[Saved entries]
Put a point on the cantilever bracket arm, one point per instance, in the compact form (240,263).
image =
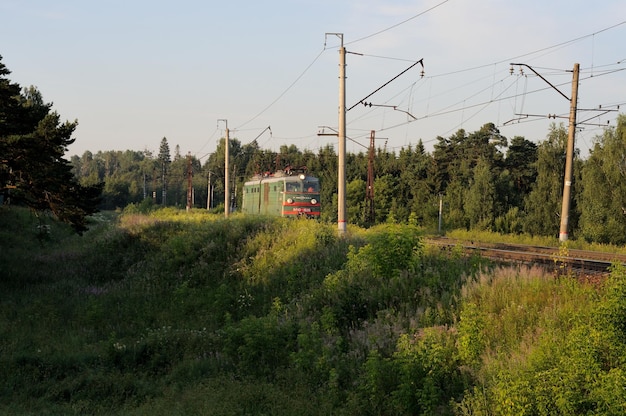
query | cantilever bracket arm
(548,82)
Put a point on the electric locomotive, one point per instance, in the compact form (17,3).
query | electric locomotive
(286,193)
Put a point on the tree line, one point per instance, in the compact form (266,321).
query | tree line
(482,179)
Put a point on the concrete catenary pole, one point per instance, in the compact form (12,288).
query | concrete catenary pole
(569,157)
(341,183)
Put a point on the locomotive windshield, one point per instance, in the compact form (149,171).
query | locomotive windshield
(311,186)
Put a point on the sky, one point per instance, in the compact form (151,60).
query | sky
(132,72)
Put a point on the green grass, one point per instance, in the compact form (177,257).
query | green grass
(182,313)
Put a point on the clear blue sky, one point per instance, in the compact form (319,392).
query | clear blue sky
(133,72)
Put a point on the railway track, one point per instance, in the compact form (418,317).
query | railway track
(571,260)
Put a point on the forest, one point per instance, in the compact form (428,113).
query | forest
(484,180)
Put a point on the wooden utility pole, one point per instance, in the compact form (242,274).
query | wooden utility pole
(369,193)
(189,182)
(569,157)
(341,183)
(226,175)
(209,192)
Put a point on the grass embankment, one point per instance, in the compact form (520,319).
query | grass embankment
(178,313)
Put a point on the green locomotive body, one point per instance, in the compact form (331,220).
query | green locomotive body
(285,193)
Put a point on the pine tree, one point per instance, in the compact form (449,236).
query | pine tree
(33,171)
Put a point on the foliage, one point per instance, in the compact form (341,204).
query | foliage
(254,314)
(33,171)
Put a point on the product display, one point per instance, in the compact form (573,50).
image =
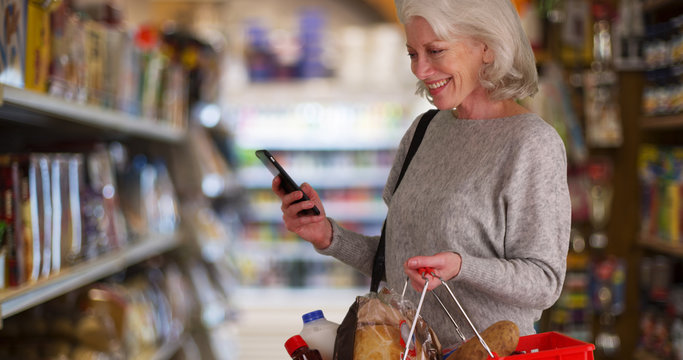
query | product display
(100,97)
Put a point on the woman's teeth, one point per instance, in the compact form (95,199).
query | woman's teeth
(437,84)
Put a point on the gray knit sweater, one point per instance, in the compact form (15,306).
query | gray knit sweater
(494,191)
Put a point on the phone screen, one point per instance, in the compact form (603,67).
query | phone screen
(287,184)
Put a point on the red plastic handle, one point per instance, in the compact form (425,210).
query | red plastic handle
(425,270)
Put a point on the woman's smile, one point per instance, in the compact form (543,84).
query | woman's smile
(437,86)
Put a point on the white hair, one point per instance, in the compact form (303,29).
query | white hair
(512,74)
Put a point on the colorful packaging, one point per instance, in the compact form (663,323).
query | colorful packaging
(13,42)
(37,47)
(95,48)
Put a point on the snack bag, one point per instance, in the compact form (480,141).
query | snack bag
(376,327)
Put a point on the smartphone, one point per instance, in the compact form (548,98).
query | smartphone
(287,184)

==

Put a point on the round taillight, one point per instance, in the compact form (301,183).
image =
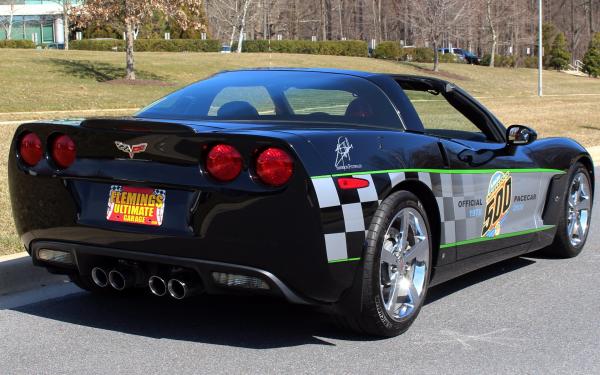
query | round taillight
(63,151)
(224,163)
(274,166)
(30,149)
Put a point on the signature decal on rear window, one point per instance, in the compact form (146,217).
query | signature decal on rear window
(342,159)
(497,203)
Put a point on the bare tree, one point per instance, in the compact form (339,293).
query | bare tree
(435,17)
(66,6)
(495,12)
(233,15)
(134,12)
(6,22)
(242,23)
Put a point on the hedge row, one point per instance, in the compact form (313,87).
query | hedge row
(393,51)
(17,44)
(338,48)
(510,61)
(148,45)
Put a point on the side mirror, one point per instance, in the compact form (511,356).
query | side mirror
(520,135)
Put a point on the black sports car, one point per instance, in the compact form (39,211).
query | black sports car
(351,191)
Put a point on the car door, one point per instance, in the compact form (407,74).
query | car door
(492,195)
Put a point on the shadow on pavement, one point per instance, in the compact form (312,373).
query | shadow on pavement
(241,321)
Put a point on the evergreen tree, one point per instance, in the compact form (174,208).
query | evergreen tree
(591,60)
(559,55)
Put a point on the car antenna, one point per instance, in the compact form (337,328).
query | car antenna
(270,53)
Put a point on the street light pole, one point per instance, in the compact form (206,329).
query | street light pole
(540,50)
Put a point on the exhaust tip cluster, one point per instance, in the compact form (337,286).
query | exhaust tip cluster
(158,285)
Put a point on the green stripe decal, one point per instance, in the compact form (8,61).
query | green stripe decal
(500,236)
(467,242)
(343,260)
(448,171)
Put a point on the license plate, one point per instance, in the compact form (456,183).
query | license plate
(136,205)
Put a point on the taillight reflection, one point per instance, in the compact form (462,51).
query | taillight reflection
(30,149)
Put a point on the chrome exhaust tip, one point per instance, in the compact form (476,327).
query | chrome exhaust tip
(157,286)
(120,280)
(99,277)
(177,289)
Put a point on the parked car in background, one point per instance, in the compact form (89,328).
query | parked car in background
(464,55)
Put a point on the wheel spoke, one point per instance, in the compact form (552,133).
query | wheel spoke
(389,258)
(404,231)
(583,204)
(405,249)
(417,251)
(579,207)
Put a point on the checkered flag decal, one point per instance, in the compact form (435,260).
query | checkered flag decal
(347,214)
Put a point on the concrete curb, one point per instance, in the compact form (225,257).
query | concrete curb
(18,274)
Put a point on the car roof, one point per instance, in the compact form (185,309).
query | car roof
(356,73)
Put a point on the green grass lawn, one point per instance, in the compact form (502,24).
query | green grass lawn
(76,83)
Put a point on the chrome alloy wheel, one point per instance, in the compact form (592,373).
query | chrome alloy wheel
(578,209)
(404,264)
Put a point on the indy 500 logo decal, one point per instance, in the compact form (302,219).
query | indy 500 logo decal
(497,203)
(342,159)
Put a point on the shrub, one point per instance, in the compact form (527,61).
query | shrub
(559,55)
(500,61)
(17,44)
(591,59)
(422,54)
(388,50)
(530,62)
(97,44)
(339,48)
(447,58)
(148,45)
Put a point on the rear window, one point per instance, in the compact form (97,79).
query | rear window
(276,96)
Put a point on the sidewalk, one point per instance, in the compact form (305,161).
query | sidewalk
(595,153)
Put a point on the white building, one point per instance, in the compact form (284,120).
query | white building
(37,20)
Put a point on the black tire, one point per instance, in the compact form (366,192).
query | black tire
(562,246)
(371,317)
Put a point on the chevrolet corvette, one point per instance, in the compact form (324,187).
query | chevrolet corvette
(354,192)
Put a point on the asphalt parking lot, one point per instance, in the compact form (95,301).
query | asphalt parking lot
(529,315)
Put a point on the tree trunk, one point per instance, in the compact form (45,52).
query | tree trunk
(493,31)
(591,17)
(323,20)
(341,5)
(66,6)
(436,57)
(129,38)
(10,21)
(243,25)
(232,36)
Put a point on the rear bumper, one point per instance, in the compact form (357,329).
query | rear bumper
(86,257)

**Problem to work on**
Beginning at the line with "query | round taillight" and ending at the line with "Put a point on the evergreen", reproduce each line of the data above exactly, and add no other lines.

**Solution to the problem**
query | round taillight
(63,151)
(224,163)
(274,166)
(30,149)
Put a point on the signature decal on rear window, one point per instance, in the compact form (146,217).
query | signature decal on rear window
(342,159)
(497,203)
Put a point on the bare tree, one point per instance, in the compact form (339,293).
query | bare tree
(435,17)
(66,6)
(495,12)
(233,15)
(134,12)
(6,22)
(242,23)
Put a point on the hedge row, one point per instance, in the compact form (313,87).
query | hedge row
(393,51)
(17,44)
(338,48)
(510,61)
(148,45)
Put a point on the side mirror, one point per instance, in the compact form (511,356).
query | side mirror
(520,135)
Put a point on the black sports car, one point per instance, in the compact form (39,211).
query | black sports car
(351,191)
Put a point on the car door, one point per instance, in the compact form (407,74).
query | car door
(492,195)
Put a point on the shadow on pavement, one point per instance, in the compact form (312,373).
query | shadow on pavement
(241,321)
Put a point on the evergreen tree, one point per instance, in the compact form (174,208).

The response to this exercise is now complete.